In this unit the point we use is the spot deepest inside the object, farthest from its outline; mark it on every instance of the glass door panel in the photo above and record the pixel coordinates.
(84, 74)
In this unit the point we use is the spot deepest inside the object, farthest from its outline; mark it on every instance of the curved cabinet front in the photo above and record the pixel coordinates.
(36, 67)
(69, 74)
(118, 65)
---
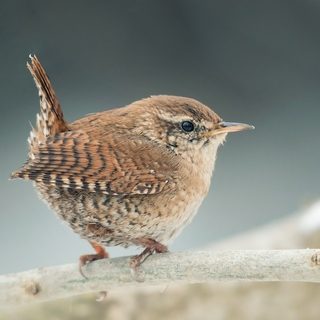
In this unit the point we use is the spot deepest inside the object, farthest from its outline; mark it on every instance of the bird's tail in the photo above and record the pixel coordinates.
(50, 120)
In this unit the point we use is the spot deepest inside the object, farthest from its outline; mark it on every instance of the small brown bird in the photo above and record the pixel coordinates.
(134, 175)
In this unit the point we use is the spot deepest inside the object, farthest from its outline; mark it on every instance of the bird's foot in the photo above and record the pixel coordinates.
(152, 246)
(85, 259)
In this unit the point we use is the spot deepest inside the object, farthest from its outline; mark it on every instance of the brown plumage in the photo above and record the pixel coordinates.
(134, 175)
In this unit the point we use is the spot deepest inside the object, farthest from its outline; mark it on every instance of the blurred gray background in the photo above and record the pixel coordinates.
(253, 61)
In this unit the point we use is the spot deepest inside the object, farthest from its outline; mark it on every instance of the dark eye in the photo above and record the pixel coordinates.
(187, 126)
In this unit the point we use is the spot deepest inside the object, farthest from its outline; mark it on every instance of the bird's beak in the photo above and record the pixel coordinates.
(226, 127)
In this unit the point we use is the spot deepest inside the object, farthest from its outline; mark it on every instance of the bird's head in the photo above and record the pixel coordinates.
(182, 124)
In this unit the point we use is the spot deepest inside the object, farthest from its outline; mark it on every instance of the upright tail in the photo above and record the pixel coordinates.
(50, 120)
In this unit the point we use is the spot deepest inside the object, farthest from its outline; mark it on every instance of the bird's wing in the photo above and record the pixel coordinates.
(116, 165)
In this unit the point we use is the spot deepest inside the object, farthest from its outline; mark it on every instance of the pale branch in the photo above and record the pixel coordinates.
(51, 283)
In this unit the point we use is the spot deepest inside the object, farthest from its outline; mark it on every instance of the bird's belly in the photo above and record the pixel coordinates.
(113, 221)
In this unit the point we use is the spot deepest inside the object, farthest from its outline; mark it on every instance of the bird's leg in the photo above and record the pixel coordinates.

> _Exercise goal_: Take the lines above from the one containing "of the upright" down to the one containing "the bird's leg", and transcribe them exactly, both ends included.

> _Answer to the exercise_:
In this unit the point we use is the spot deepest inside the object, farthest from its outline; mark it on every instance of the upright tail in the photo above and record the pixel coordinates.
(50, 120)
In this unit the point we use is the spot deepest inside the object, farthest from its outline; mark it on every instance of the bird's wing in the photo above and record the pixel coordinates.
(116, 165)
In this unit the point we use is the spot deepest inside the object, farthest from its outline; mark it on every instance of the pale branch in the photo above and record the pixel coordinates.
(51, 283)
In this unit the point we use is the spot deepest inside the object, farthest from its outline; mark it on every instance of the bird's belly in the photo above and record the pixel coordinates.
(113, 221)
In this unit the point we use is the spot deepest inside the object, farthest from its outline; mark it on every instance of the bird's leg in the photo above and record the pixel coordinates.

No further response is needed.